→ Problems to work on:
• 1. According to the figure legend on RNAP transcription and supercoiling, about how far apart are neighboring RNAP molecules when maximal cooperation is reached?
• 2. List every color that the figure legend on RNAP transcription and supercoiling assigns in panels (D) and (E), along with what each color marks.

A spatially resolved stochastic model reveals the role of supercoiling in transcription regulation
Fig 2
Cooperation of RNAP transcription is favored by high initiation rates and antagonized by low initiation rates.
(A) The apparent RNAP elongation rate increases and reaches maxima (blue shaded region) as the initiation rate increases. Error bars are standard deviations from 1000 simulations. (B) Pearson correlation coefficient of adjacent RNAP trajectories increases and approaches unity (blue shaded region) as the initiation rate increases. The correlation coefficient is normalized such that “0” corresponds to the case of independently transcribing RNAP trajectories and “1” corresponds to the case of the co-transcribing RNAP trajectories in the highest expressed gene. The unnormalized curve is in S4 Fig. (C) The mean distance (dots in boxes) between neighboring RNAP molecules decreases as the initiation rate increases. When the maximal cooperation is reached (intersect with blue shaded region, initiate rate at which maximal elongation rate is reached) the distance is ~ 500 bp. Box borders indicate first and third quartiles of the data, vertical lines standard deviations, and horizontal lines in the box media. (D) Stacked histograms of supercoil density upstream (top), downstream (middle) and torque (bottom) RNAP molecules face during transcription. Supercoil densities of processive and stalled RNAP molecules are shown in green and red, respectively. The torque value above the stall threshold is shaded in grey. (E) Representative kymographs of RNAP translocation trajectories (black lines) with the corresponding supercoiling density (positive in orange and negative in blue) in its vicinity. A time interval of 750–950 s was chosen to maintain a constant mean mRNA copy number at a steady-state under each condition (S3 Fig). The slope of the trajectory reflects the elongation speed of the associated RNAP molecule. Left and right white dashed lines indicate the start and end positions of the transcribing region, respectively. The asteroid in the left kymograph indicates that a slow-moving RNAP molecule started to move with a higher speed after a new RNAP molecule is loaded at the promoter on the left. The arrowhead in the middle kymograph indicates a transcribing RNAP molecule drastically reduces its elongation speed after the leading RNAP (right) terminates its transcription and dissociates.

[Items listed in a dataset]
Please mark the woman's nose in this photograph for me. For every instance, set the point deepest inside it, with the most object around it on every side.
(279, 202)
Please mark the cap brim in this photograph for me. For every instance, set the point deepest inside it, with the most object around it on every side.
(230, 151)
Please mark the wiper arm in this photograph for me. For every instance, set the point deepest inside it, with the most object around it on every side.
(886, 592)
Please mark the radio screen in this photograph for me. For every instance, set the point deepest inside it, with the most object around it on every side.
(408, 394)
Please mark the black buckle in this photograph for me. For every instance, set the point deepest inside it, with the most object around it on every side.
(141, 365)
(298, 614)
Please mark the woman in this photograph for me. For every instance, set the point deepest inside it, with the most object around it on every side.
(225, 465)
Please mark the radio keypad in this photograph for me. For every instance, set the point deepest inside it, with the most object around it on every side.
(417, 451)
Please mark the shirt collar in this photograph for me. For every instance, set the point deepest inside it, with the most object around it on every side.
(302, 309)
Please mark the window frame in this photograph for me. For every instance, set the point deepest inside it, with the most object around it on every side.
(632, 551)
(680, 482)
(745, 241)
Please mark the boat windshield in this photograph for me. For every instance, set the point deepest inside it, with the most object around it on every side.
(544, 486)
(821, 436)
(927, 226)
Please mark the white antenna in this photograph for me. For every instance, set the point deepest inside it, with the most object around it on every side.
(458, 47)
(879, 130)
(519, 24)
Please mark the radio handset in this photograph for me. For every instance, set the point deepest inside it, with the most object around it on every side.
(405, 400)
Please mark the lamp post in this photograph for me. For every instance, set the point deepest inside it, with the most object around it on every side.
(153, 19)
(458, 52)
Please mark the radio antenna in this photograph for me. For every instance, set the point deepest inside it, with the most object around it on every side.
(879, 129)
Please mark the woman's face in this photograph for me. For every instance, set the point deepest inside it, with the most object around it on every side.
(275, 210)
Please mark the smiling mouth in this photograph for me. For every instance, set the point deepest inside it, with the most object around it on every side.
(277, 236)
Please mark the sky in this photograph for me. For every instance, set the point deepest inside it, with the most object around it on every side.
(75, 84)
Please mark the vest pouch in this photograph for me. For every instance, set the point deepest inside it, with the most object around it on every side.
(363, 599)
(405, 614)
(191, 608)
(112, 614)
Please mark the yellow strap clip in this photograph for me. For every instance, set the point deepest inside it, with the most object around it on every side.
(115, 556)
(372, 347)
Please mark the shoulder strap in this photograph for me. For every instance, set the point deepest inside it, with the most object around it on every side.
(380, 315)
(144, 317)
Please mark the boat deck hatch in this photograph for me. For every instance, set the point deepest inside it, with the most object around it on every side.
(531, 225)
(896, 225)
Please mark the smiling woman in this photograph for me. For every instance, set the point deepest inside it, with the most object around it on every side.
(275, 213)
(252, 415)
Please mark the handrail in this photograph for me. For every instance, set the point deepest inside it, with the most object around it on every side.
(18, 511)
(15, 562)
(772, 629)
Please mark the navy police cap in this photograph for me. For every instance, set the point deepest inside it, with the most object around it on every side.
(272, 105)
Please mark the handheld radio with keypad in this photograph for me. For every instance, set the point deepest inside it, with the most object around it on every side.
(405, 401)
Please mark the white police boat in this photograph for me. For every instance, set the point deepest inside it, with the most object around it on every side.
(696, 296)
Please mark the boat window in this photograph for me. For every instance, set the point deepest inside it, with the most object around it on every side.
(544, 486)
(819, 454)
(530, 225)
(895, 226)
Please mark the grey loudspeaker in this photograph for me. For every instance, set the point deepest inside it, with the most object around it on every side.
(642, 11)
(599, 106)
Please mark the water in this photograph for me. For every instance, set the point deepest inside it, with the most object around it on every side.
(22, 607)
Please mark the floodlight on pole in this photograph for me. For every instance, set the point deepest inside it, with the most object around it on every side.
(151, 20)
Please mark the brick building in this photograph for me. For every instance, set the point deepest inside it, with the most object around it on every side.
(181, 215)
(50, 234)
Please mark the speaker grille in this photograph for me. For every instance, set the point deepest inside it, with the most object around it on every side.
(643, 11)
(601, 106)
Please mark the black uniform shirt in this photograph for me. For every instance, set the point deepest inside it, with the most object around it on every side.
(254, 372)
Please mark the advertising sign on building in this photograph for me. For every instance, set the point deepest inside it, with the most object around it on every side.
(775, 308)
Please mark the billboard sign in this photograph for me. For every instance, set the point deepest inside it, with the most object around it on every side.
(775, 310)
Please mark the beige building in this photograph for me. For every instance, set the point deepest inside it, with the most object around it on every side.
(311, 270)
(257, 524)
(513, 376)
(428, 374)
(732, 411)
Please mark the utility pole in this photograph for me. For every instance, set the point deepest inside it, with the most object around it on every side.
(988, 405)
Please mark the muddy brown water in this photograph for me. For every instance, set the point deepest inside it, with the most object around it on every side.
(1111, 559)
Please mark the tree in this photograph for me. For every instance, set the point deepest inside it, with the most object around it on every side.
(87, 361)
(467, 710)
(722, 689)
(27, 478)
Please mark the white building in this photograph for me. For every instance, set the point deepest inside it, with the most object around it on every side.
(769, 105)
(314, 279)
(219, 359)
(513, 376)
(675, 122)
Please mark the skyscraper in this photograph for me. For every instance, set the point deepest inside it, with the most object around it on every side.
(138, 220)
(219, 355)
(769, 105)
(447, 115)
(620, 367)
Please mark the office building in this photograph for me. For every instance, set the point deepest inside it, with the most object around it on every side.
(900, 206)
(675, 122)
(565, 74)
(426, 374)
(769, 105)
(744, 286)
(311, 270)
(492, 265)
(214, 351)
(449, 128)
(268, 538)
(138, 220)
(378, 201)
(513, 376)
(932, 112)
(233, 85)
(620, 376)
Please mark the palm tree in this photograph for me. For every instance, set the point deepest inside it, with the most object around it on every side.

→ Task responses:
• 1. About 500 bp.

• 2.
- Green: supercoil densities of processive RNAP molecules (D)
- Red: supercoil densities of stalled RNAP molecules (D)
- Grey: torque values above the stall threshold (D)
- Black: RNAP translocation trajectories (E)
- Orange: positive supercoiling density (E)
- Blue: negative supercoiling density (E)
- White (dashed lines): start and end positions of the transcribing region (E)